▸ SET EXERCISE: Put the lines below into a numbered list, leaving out any blank lines.

▸ DATA RECORDS:
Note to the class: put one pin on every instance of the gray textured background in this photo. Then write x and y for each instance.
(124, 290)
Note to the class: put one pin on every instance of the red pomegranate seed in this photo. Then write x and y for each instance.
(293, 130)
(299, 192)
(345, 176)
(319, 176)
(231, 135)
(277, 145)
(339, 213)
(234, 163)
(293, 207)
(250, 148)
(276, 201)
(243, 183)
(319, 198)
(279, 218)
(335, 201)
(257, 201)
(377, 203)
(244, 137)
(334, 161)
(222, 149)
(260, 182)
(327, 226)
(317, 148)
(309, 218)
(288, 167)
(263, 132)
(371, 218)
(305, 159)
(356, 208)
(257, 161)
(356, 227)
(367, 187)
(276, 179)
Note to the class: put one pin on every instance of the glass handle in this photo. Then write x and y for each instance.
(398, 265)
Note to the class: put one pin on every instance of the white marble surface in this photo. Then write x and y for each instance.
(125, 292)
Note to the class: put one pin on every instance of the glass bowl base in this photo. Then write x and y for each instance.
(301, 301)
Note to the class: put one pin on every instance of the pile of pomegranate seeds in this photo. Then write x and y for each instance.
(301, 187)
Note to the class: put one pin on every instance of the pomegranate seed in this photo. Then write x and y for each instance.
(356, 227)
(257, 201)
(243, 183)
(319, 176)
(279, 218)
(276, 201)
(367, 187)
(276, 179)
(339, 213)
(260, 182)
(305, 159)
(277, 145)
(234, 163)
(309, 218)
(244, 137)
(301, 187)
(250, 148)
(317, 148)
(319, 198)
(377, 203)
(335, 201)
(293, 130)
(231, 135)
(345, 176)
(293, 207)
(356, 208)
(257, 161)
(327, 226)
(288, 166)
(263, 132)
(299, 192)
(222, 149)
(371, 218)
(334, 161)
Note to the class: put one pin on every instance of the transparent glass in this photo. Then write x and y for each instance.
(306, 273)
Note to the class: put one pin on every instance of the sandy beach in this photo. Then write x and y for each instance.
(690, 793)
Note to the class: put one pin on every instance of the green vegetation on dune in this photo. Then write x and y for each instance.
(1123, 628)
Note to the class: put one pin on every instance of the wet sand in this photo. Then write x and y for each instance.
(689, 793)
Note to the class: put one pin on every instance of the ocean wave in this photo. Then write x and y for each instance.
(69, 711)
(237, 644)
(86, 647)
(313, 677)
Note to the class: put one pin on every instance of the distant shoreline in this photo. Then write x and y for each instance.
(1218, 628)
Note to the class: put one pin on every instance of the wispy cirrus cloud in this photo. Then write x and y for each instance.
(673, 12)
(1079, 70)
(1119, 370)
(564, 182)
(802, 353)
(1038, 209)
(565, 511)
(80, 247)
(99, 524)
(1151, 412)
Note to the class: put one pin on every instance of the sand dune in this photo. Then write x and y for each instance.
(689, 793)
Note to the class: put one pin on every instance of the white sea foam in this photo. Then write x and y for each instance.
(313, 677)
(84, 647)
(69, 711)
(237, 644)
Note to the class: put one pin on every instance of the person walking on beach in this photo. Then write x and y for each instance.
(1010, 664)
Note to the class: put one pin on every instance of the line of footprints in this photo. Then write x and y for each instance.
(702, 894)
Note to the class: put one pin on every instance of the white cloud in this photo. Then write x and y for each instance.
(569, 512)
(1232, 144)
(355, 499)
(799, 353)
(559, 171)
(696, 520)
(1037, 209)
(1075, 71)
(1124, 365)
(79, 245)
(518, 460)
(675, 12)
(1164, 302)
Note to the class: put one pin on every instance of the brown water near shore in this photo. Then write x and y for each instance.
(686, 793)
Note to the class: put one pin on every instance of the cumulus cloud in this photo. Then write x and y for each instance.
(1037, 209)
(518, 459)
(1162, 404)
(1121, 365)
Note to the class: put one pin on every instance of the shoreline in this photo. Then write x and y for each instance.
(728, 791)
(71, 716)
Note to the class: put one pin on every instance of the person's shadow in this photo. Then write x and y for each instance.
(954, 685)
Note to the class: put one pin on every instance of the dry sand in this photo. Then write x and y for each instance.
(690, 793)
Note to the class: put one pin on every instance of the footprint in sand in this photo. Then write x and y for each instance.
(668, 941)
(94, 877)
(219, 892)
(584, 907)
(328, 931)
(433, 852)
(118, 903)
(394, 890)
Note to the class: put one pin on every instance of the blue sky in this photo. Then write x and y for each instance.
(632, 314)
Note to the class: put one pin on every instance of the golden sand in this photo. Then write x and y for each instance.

▸ ANSWER TO THIS TASK:
1. Note to the class: put one pin on every instance of the gray textured background in this photo. Then write x and y for each instance.
2. (124, 290)
3. Note to the class: put one pin on every instance of the red pomegranate seed in this photo. Then write x and y for each instance.
4. (293, 130)
5. (299, 192)
6. (345, 176)
7. (319, 176)
8. (231, 135)
9. (277, 145)
10. (339, 213)
11. (234, 163)
12. (293, 207)
13. (250, 148)
14. (276, 201)
15. (243, 183)
16. (319, 198)
17. (279, 218)
18. (335, 201)
19. (257, 201)
20. (377, 203)
21. (244, 137)
22. (334, 161)
23. (222, 149)
24. (260, 182)
25. (327, 226)
26. (317, 148)
27. (309, 218)
28. (288, 167)
29. (263, 132)
30. (371, 218)
31. (305, 159)
32. (356, 208)
33. (257, 161)
34. (356, 227)
35. (367, 187)
36. (276, 179)
37. Note to the class: put one pin on every instance of the glass handle in this photo. Then write x and y for each instance.
38. (398, 265)
39. Note to the class: put one pin on every instance of the white marble surface in this photo. Then write x and y for each instance.
40. (125, 292)
41. Note to the class: put one pin on every instance of the glass bowl base in this photo. Then write x and y for each instance.
42. (301, 301)
43. Note to the class: put one pin on every instance of the pile of pomegranate seeds in this photo. Then write x and y for each instance.
44. (301, 187)
45. Note to the class: put one pin on every instance of the pomegranate seed in this photo. Then write x and y for each instance.
46. (356, 227)
47. (257, 201)
48. (243, 183)
49. (319, 176)
50. (279, 218)
51. (276, 201)
52. (367, 187)
53. (276, 179)
54. (339, 213)
55. (260, 182)
56. (305, 159)
57. (277, 145)
58. (234, 163)
59. (309, 218)
60. (244, 137)
61. (301, 187)
62. (250, 148)
63. (317, 148)
64. (319, 198)
65. (377, 203)
66. (335, 201)
67. (293, 130)
68. (231, 135)
69. (345, 176)
70. (293, 207)
71. (356, 208)
72. (257, 161)
73. (327, 226)
74. (288, 166)
75. (263, 132)
76. (299, 192)
77. (222, 149)
78. (371, 218)
79. (334, 161)
80. Note to the class: put one pin on every instance of the transparent glass in this photo. Then write x and y for each instance.
81. (306, 273)
82. Note to the class: put one pin on every instance of the sandy beach in this photo. Then write x and y for each instance.
83. (690, 793)
84. Note to the class: put one pin on every instance of the green vegetation on dune in this photo. Then write x and y for each instance.
85. (1123, 628)
86. Note to the class: put one pin on every instance of the wet sand in this photo. Then write x and y for each instance.
87. (689, 793)
88. Note to the class: put one pin on every instance of the ocean wave in this photo. Then write x and y for each instance.
89. (69, 711)
90. (237, 644)
91. (86, 647)
92. (313, 677)
93. Note to the class: put one pin on every instance of the distant shoreline in this photo. Then write x and y for each instance.
94. (1218, 628)
95. Note to the class: put one pin on every instance of the wispy cirrus cloud in this photo. Then write x and y for each instance.
96. (673, 12)
97. (1079, 70)
98. (1119, 370)
99. (564, 182)
100. (802, 353)
101. (1038, 209)
102. (565, 511)
103. (80, 247)
104. (99, 524)
105. (1151, 412)
106. Note to the class: put one pin on every instance of the sand dune in this photo. Then write x and y for each instance.
107. (689, 793)
108. Note to the class: put one pin on every instance of the white sea foam in this photo. Then write x and y for each instance.
109. (313, 677)
110. (84, 647)
111. (69, 711)
112. (237, 644)
113. Note to the class: put one pin on every instance of the person walking on beach in this photo. Then write x and y for each instance.
114. (1010, 664)
115. Note to the class: put one pin on every instance of the line of footprints in this photo. Then write x and y for each instance.
116. (702, 894)
117. Note to the class: put one pin on every instance of the white cloud in this photo. Then write x and y for each instance.
118. (569, 512)
119. (1232, 144)
120. (355, 499)
121. (799, 353)
122. (559, 171)
123. (696, 520)
124. (1037, 209)
125. (1075, 71)
126. (1124, 365)
127. (79, 245)
128. (518, 460)
129. (675, 12)
130. (1164, 302)
131. Note to the class: put one pin on every instance of the brown water near shore in this photo. Then write x and y for each instance.
132. (686, 793)
133. Note to the class: put one pin on every instance of the cumulus cloud in this photo. Then write x and y for each instance.
134. (1037, 209)
135. (518, 459)
136. (1162, 404)
137. (1121, 365)
138. Note to the class: put one pin on every instance of the shoreline in this photo. Then write x and y for each instance.
139. (728, 791)
140. (71, 716)
141. Note to the class: put one pin on every instance of the person's shadow in this photo. Then write x and y for each instance.
142. (954, 685)
143. Note to the class: put one pin on every instance of the dry sand in this photo. Then write x and y for each instance.
144. (690, 793)
145. Note to the class: put one pin on every instance of the footprint in sand in this photo. Then write x and y for each instance.
146. (668, 941)
147. (94, 877)
148. (219, 892)
149. (584, 907)
150. (328, 931)
151. (433, 852)
152. (118, 903)
153. (394, 890)
154. Note to the class: put one pin on every instance of the blue sky in this photo. Then write x and y for each instance.
155. (632, 314)
156. Note to the class: put one pin on every instance of the golden sand in this photo. Then write x and y for each instance.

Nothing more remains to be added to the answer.